▶ **What the task requires**: Select every line in the entries below that contains the string "design" and copy each of those lines. Treat the match as case-sensitive.

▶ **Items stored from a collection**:
━━━━━━━━
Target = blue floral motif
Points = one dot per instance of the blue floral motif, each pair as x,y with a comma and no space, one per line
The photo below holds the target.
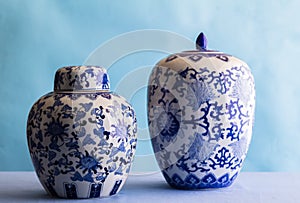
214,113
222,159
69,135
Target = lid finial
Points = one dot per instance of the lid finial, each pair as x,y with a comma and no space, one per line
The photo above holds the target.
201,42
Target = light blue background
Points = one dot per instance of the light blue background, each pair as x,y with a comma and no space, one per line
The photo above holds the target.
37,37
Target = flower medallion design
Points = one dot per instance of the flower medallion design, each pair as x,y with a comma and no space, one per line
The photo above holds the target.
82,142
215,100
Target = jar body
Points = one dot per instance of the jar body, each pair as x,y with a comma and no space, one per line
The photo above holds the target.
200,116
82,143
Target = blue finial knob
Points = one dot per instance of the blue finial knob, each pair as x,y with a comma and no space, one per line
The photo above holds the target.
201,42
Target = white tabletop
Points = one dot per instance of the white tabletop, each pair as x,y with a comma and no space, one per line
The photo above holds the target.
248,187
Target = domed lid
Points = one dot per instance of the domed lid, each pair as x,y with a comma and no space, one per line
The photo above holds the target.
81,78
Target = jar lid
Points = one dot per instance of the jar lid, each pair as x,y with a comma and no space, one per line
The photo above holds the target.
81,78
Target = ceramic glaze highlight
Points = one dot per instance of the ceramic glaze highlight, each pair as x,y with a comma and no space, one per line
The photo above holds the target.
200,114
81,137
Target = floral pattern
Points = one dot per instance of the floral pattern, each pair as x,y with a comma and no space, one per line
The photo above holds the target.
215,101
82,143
━━━━━━━━
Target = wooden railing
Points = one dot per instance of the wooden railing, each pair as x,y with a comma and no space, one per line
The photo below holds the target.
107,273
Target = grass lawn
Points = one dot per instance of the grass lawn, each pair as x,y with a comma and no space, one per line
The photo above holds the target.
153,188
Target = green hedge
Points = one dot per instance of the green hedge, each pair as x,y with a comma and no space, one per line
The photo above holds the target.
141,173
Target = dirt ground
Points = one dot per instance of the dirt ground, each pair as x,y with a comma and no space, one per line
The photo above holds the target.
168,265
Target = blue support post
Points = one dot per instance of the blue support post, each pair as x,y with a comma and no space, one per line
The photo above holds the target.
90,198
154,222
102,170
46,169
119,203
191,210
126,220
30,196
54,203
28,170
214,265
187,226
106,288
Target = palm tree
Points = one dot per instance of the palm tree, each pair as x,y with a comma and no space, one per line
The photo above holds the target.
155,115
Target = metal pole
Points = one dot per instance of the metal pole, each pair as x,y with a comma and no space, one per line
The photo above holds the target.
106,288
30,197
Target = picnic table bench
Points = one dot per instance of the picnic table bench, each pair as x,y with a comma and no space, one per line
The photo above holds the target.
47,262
━━━━━━━━
▶ **Answer to this exercise**:
Target = flower medallion design
Points = one dot per instance of the flower medallion design, each pair as x,y with a comma and no space, one per line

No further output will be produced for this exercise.